● What you should do
Write out the entries below exactly, from the first line to the one with "man's eye, then", both ends included.

● Point localization data
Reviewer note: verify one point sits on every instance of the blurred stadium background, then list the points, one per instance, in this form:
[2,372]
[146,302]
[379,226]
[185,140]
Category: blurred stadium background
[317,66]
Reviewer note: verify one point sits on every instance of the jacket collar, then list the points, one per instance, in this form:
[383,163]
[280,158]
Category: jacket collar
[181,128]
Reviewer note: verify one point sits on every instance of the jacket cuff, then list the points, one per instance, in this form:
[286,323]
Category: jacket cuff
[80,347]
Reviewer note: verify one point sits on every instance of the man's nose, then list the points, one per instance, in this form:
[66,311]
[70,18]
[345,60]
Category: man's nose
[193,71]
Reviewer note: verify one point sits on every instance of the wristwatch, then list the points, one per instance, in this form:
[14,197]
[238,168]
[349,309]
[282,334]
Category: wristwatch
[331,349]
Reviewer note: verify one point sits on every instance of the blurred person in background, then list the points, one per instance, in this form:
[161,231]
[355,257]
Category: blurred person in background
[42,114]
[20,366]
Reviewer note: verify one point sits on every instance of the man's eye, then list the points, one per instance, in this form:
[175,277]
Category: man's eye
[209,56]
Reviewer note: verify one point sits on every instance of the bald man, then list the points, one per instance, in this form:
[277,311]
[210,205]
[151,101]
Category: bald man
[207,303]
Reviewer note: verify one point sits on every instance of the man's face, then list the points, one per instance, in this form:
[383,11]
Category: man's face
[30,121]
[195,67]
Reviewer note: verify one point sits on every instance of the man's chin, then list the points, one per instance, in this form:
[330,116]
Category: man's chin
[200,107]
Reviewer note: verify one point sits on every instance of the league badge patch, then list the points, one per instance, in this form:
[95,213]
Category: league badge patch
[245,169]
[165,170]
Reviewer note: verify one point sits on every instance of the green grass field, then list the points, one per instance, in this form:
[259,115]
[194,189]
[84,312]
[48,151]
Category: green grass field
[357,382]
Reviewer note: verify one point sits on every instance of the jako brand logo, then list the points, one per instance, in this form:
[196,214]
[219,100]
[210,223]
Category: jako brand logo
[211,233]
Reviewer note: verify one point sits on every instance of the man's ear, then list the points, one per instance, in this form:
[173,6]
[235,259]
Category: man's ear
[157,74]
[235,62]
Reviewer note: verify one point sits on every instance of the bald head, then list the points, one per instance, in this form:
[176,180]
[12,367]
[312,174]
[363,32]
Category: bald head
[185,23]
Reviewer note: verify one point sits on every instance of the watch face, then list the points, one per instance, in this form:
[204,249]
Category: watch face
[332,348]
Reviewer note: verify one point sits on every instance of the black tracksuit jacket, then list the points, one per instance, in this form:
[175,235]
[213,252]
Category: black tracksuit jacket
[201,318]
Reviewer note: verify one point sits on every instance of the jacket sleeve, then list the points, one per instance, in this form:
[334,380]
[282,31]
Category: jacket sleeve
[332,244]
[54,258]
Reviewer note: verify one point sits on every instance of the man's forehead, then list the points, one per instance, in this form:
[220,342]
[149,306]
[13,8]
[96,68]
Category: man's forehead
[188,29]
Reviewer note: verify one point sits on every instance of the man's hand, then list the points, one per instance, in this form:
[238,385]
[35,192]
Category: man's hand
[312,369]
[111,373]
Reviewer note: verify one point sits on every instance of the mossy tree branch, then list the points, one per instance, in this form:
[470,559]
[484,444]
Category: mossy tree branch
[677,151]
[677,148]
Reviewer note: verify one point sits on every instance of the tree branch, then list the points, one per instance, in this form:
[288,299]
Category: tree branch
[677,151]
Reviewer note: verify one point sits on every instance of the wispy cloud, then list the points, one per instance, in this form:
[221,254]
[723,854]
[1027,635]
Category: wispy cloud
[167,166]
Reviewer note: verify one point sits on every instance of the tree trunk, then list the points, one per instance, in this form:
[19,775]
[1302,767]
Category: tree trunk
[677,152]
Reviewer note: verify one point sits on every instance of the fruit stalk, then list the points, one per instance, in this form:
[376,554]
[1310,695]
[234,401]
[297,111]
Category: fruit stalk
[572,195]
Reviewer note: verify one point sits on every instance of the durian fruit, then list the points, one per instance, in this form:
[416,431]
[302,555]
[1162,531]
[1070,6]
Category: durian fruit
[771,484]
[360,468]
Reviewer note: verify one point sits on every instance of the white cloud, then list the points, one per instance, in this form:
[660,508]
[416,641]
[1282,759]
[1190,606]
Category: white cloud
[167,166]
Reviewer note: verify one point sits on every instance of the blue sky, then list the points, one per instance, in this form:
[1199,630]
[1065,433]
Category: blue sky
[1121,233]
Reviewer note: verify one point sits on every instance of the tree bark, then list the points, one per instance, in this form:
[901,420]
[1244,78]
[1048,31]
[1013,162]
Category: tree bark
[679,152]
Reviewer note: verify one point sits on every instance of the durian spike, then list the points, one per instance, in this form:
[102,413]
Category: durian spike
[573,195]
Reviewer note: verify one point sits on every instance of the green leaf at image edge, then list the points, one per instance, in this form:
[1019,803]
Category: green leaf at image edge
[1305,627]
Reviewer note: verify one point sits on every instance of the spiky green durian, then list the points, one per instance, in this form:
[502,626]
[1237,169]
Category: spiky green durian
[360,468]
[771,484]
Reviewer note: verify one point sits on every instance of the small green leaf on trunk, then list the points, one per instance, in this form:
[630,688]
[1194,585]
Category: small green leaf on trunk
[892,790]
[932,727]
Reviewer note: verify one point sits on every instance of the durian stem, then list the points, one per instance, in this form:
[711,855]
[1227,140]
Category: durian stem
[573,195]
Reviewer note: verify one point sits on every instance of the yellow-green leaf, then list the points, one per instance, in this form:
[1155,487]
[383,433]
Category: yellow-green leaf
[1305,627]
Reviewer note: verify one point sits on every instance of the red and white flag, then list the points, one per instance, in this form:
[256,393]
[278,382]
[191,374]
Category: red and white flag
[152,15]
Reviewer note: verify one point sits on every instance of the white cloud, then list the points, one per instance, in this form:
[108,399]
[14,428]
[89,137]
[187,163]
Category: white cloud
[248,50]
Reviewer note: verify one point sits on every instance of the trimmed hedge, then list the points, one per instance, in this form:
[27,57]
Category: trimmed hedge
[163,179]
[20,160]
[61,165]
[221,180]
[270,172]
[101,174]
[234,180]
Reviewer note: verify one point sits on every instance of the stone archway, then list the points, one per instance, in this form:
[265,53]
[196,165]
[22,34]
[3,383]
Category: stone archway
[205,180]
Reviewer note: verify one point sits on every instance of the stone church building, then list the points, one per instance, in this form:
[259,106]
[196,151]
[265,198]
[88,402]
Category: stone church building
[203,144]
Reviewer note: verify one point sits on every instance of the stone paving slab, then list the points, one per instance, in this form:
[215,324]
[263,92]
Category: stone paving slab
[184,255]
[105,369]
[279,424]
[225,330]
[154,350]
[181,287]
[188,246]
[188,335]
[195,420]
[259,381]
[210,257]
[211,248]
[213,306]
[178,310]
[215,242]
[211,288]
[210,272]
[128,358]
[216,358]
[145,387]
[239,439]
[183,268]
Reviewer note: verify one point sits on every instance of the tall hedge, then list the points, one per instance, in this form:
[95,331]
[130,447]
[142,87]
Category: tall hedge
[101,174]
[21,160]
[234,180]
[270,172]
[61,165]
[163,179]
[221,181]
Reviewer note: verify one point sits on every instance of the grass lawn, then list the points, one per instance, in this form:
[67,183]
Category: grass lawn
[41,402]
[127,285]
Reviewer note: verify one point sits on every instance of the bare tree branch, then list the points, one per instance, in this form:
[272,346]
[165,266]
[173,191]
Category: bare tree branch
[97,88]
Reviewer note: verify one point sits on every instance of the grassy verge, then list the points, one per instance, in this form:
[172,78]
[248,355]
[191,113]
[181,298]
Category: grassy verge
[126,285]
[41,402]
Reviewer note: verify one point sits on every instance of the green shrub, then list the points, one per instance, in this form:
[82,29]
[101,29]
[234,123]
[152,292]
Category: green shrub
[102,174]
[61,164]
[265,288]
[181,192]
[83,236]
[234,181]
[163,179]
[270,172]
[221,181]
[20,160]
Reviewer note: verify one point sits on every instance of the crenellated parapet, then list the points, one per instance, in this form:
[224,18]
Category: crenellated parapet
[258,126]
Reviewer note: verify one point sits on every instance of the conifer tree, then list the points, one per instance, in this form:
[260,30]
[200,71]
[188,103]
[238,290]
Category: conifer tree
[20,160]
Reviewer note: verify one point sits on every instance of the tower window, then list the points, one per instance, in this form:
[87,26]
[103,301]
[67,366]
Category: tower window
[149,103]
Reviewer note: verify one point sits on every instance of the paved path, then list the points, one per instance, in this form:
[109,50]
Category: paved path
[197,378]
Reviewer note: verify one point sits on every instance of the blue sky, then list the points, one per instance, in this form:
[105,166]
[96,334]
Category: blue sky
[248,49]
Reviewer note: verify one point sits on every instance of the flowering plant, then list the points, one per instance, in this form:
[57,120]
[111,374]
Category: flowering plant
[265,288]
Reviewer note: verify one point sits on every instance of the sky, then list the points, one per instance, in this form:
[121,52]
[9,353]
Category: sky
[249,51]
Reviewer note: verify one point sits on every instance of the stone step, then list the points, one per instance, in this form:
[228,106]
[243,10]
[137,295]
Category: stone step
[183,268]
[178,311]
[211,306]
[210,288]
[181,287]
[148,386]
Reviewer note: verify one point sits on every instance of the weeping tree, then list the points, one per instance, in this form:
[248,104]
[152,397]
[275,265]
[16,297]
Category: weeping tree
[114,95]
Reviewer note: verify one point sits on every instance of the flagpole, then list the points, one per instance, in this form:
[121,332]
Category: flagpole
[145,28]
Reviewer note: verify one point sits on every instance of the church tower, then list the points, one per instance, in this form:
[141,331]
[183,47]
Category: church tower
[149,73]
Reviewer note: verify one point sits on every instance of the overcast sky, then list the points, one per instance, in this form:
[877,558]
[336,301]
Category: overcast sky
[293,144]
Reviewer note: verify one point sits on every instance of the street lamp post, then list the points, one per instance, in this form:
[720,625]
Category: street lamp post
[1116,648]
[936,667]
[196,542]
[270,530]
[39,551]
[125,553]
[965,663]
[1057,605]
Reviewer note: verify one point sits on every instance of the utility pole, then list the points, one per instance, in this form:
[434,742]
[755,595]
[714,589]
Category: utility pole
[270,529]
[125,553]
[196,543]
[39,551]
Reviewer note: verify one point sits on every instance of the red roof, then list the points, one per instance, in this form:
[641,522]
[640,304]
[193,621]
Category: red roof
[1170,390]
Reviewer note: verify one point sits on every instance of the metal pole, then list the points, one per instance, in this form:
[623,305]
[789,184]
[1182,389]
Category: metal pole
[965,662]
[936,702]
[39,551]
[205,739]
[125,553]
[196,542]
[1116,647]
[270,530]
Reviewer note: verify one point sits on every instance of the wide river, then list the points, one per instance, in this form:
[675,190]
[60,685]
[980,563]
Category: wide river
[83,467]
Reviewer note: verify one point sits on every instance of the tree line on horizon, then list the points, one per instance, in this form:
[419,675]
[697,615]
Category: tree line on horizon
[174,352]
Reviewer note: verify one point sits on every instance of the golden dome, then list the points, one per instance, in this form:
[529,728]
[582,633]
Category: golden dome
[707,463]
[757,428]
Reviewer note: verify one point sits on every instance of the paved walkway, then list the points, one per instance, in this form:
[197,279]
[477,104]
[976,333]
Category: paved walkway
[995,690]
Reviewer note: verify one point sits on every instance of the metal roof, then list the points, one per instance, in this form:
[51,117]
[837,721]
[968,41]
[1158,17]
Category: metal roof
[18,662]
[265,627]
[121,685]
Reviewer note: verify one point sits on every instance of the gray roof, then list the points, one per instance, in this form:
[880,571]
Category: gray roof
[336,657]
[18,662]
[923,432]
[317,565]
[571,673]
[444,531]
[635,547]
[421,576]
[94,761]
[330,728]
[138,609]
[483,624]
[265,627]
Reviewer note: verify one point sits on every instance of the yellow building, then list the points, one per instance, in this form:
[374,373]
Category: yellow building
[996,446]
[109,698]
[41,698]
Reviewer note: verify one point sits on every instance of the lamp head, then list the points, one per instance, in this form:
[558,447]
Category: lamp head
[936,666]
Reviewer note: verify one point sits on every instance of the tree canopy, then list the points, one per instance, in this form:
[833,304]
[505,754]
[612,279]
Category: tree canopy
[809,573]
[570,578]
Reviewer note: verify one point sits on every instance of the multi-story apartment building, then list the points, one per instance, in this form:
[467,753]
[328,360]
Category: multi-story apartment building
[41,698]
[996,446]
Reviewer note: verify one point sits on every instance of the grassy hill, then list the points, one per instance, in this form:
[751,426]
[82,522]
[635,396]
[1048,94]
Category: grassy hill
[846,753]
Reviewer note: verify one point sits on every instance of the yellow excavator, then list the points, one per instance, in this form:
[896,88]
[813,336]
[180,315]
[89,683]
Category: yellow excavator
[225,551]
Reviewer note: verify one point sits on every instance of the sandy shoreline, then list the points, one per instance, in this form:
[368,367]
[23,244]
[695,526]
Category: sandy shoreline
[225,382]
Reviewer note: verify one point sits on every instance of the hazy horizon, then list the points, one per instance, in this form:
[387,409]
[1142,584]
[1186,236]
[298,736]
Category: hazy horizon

● Output below
Reviewer note: verify one point sits on every instance of the blurred stadium background, then list the points, one per instance, in this form:
[2,372]
[146,302]
[379,226]
[185,140]
Category: blurred stadium background
[317,66]
Reviewer note: verify one point sits on every instance of the jacket collar, then list the points, one per instance, in this form:
[383,163]
[280,158]
Category: jacket collar
[181,128]
Reviewer note: verify one point sits on every instance of the jacket cuff, then list the points, one per instance, in this form:
[286,323]
Category: jacket cuff
[80,347]
Reviewer note: verify one point sits on every instance of the man's nose, then list the points, one per instance, in this form:
[66,311]
[70,18]
[345,60]
Category: man's nose
[193,71]
Reviewer note: verify one point sits on every instance of the wristwatch, then list the points, one per instance, in this form:
[14,197]
[238,168]
[349,309]
[282,334]
Category: wristwatch
[331,349]
Reviewer note: verify one point sits on every instance of the blurred person in background, then list the points, one per instance, in this form:
[161,231]
[355,257]
Category: blurred person in background
[42,114]
[20,366]
Reviewer note: verify one point sits on every instance of the man's eye, then list the points, one per instance, in this form:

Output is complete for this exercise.